A data block:
START
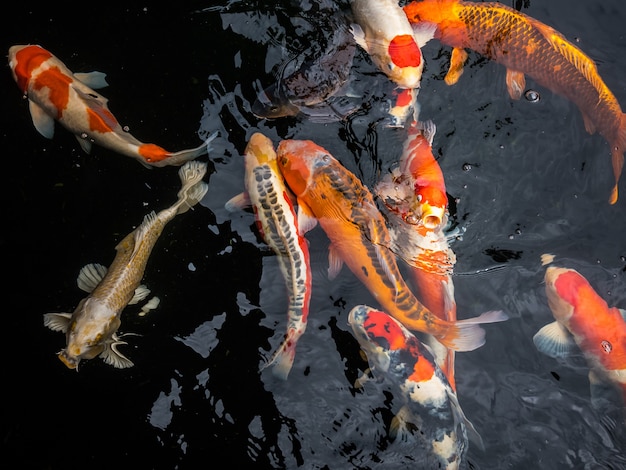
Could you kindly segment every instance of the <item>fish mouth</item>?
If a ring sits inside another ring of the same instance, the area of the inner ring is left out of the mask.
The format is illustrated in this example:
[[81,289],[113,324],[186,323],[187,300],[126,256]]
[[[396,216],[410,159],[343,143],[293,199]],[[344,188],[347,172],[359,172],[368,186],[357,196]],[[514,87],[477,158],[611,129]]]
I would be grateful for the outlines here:
[[80,358],[69,357],[67,355],[67,351],[63,350],[58,354],[59,359],[63,364],[67,366],[68,369],[76,369],[78,370],[78,363],[80,362]]

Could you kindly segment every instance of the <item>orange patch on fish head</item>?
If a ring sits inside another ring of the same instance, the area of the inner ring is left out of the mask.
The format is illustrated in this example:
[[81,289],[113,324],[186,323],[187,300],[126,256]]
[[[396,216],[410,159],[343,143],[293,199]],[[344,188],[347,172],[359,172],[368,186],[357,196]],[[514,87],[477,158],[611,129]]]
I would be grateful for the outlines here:
[[389,57],[400,68],[419,67],[422,63],[422,52],[410,34],[401,34],[389,42]]
[[9,57],[13,78],[20,90],[26,93],[33,71],[50,59],[52,54],[40,46],[12,46],[9,48]]
[[309,149],[302,141],[283,140],[276,150],[278,169],[297,196],[306,192],[312,178]]
[[379,310],[371,310],[363,322],[370,340],[380,343],[381,339],[387,342],[390,350],[401,349],[406,344],[404,331],[389,315]]
[[139,155],[148,163],[160,162],[170,156],[170,152],[156,144],[142,144],[139,146]]

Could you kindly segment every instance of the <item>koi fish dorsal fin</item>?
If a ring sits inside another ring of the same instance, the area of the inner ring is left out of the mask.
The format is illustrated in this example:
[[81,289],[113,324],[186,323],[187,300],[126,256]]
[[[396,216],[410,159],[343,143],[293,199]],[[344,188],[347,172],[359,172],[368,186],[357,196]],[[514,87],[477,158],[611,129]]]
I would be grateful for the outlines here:
[[66,333],[71,318],[71,313],[46,313],[43,316],[43,326],[47,326],[52,331]]
[[569,42],[565,37],[554,28],[530,18],[531,24],[539,31],[544,38],[565,57],[576,69],[585,77],[585,79],[598,90],[600,96],[608,92],[606,85],[602,82],[596,64],[578,47]]
[[533,343],[539,352],[554,358],[568,357],[579,350],[570,332],[557,321],[535,333]]
[[106,81],[106,73],[102,72],[79,72],[74,74],[74,78],[80,80],[94,90],[109,86]]
[[84,266],[80,273],[78,273],[78,278],[76,279],[76,284],[78,284],[78,288],[82,291],[91,293],[100,281],[104,279],[106,276],[108,269],[106,266],[102,266],[98,263],[91,263]]

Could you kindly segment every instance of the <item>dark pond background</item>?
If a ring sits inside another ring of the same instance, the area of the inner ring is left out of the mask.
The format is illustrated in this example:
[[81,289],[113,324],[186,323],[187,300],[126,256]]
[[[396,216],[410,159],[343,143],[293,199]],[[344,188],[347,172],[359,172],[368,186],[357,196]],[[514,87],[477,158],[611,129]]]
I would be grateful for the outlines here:
[[[346,122],[250,114],[288,56],[283,46],[293,53],[328,32],[324,15],[299,15],[313,2],[300,3],[3,7],[3,50],[37,43],[74,72],[107,73],[102,93],[139,139],[179,150],[220,132],[207,197],[166,227],[148,264],[144,282],[160,306],[145,317],[137,306],[124,311],[120,330],[140,335],[124,349],[135,366],[94,359],[76,373],[56,358],[64,338],[42,315],[73,311],[84,296],[80,268],[108,265],[146,213],[175,200],[177,168],[149,170],[98,147],[85,155],[60,127],[44,139],[8,65],[0,74],[3,468],[423,468],[422,449],[387,438],[398,404],[386,384],[352,386],[366,363],[347,315],[373,300],[348,270],[326,279],[320,229],[308,235],[311,315],[289,379],[259,373],[282,338],[286,298],[252,215],[223,209],[243,188],[246,139],[313,139],[372,185],[404,138],[377,121],[390,88],[361,50],[353,80],[363,107]],[[577,41],[626,106],[621,0],[505,3]],[[510,316],[486,327],[485,346],[457,355],[459,401],[486,445],[470,446],[464,465],[626,468],[623,414],[591,406],[584,361],[556,361],[532,343],[552,321],[542,253],[626,307],[626,185],[610,206],[608,144],[585,133],[573,104],[531,80],[541,99],[512,102],[504,68],[471,53],[447,87],[450,49],[431,41],[423,52],[421,117],[437,125],[434,149],[462,233],[452,245],[459,317]]]

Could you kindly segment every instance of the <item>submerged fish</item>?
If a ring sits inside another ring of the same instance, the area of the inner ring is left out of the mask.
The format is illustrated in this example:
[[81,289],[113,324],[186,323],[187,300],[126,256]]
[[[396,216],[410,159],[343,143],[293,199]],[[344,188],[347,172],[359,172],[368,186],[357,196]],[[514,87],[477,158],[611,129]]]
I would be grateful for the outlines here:
[[[544,255],[544,264],[551,261],[552,256]],[[626,404],[626,311],[609,307],[574,269],[548,266],[545,283],[555,321],[533,337],[537,349],[555,358],[582,351],[592,398],[609,384]]]
[[37,45],[9,48],[9,66],[24,96],[35,128],[51,139],[54,121],[76,136],[86,153],[92,143],[133,157],[145,166],[179,166],[208,152],[208,142],[169,152],[140,142],[124,131],[109,110],[108,100],[94,91],[107,86],[101,72],[73,73],[56,56]]
[[[404,440],[415,436],[430,449],[431,456],[425,460],[434,462],[423,468],[459,468],[467,452],[468,434],[483,447],[428,346],[402,323],[367,305],[354,307],[348,323],[367,356],[369,372],[387,379],[402,403],[391,423],[391,436]],[[363,382],[359,379],[358,385]]]
[[[412,330],[432,334],[448,348],[470,351],[485,342],[481,323],[505,320],[501,311],[449,322],[422,305],[402,278],[385,220],[370,191],[328,151],[310,140],[278,144],[278,166],[297,197],[300,226],[317,221],[330,239],[329,275],[345,262],[382,307]],[[305,230],[305,232],[308,230]]]
[[202,181],[207,164],[187,162],[178,171],[182,187],[178,200],[168,209],[146,215],[139,227],[126,235],[115,247],[117,254],[109,268],[88,265],[79,276],[79,287],[89,292],[74,313],[47,313],[44,325],[66,334],[67,345],[59,359],[70,369],[77,369],[82,360],[102,357],[117,368],[133,363],[117,347],[126,344],[117,335],[121,314],[128,304],[147,295],[141,279],[152,249],[165,225],[202,199],[208,189]]
[[400,88],[419,88],[424,69],[420,47],[432,38],[417,35],[396,0],[351,0],[354,38],[372,62]]
[[[448,197],[443,173],[432,154],[435,125],[414,121],[408,130],[398,165],[375,186],[388,210],[391,250],[409,266],[417,298],[447,321],[456,320],[452,271],[456,256],[443,228],[448,220]],[[430,343],[450,385],[455,353]]]
[[421,0],[404,6],[416,30],[436,25],[435,38],[452,46],[445,81],[456,83],[472,49],[506,67],[506,84],[513,99],[522,96],[525,75],[578,106],[590,134],[598,131],[611,146],[615,186],[609,202],[617,201],[617,183],[624,165],[626,118],[596,64],[561,33],[498,2]]
[[298,339],[304,333],[311,301],[311,260],[309,247],[298,227],[290,192],[276,163],[272,141],[257,132],[245,150],[246,192],[226,205],[252,205],[256,224],[265,243],[276,253],[289,295],[287,333],[266,366],[274,365],[276,376],[287,379],[296,355]]
[[356,50],[354,38],[342,15],[331,17],[333,26],[322,50],[307,51],[297,70],[283,76],[288,61],[281,68],[276,83],[265,88],[252,104],[252,113],[261,118],[275,119],[295,116],[300,112],[342,114],[333,111],[329,100],[348,82]]

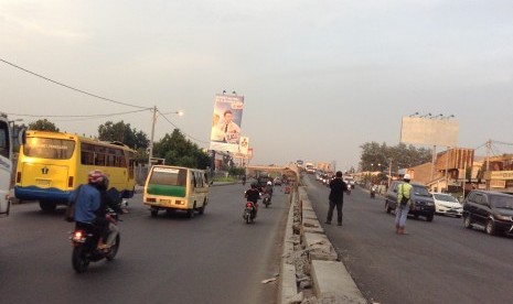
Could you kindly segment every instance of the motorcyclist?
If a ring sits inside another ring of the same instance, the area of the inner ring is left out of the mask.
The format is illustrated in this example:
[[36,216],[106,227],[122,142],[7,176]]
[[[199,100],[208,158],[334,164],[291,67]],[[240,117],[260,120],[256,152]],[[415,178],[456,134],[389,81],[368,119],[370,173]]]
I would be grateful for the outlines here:
[[269,194],[269,202],[270,198],[272,197],[272,182],[268,181],[266,184],[266,193]]
[[103,177],[103,182],[96,185],[100,193],[101,203],[95,214],[97,216],[96,224],[101,229],[101,241],[98,248],[108,249],[114,245],[114,240],[116,239],[119,231],[118,227],[109,218],[110,216],[108,215],[108,209],[113,209],[118,215],[124,214],[124,210],[116,202],[116,199],[107,192],[109,185],[108,177],[106,175]]
[[374,197],[376,195],[376,185],[371,186],[371,197]]
[[246,197],[247,202],[253,202],[255,205],[255,217],[258,213],[258,198],[260,198],[260,191],[258,189],[258,185],[255,183],[252,183],[252,187],[246,191],[244,194],[244,197]]
[[67,215],[66,220],[75,221],[77,227],[90,228],[99,234],[101,228],[97,225],[96,211],[101,204],[101,195],[97,185],[103,183],[104,174],[101,171],[90,171],[87,175],[87,184],[78,186],[72,192],[68,205],[73,208],[73,217]]

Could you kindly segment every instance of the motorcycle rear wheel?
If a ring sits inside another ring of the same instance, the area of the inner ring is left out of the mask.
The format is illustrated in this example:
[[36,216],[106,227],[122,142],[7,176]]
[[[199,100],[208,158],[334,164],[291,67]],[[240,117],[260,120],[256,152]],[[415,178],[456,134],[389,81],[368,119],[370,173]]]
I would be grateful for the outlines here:
[[118,253],[118,250],[119,250],[119,243],[121,241],[121,237],[119,236],[119,234],[116,236],[116,240],[114,241],[114,245],[113,247],[110,247],[110,250],[109,252],[107,253],[107,256],[105,257],[107,259],[107,261],[111,261],[114,260],[114,258],[116,258],[116,254]]
[[73,269],[77,273],[85,272],[87,268],[89,267],[89,261],[85,257],[85,249],[83,246],[77,246],[73,248],[72,264],[73,264]]

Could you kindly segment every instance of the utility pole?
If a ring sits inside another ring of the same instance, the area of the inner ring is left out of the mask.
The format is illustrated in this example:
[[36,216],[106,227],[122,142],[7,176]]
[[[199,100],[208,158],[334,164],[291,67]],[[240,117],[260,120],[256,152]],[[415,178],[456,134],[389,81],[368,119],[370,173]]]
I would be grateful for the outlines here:
[[437,159],[437,146],[436,145],[432,145],[432,159],[431,159],[431,177],[430,177],[430,182],[432,182],[432,174],[435,173],[435,162],[436,162],[436,159]]
[[[492,150],[492,140],[487,141],[487,174],[484,176],[489,176],[490,172],[490,152]],[[487,183],[487,191],[490,191],[490,180],[484,180]]]
[[446,152],[446,192],[449,191],[449,153],[450,153],[450,146],[447,146],[447,152]]
[[148,167],[151,166],[151,158],[153,158],[153,137],[154,137],[154,124],[157,123],[157,106],[153,106],[153,118],[151,120],[151,138],[150,146],[148,152]]
[[391,187],[391,183],[392,183],[392,159],[389,159],[388,161],[388,187],[387,189]]

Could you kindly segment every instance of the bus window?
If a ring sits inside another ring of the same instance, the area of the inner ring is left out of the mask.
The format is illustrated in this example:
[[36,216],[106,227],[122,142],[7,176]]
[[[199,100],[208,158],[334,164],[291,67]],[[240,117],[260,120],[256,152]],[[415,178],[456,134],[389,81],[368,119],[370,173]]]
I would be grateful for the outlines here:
END
Edit everything from the line containing "Could you kindly segment every instance of the bus" down to the end of the material, replacing "bus window" with "train window" and leaving the rest unchanged.

Exercise solution:
Could you kindly segment every instance of the train window?
If a ring sits inside another ring of the same instance, the area of the inner ring is left out of the mask.
The format is illustrated in this example:
[[36,216],[106,227],[122,142],[7,176]]
[[[199,100],[208,158],[334,164],[291,67]],[[240,117],[260,120],[256,152]],[[415,178],[456,134],[389,81],[368,119],[370,173]]]
I would be grateful for the outlines here:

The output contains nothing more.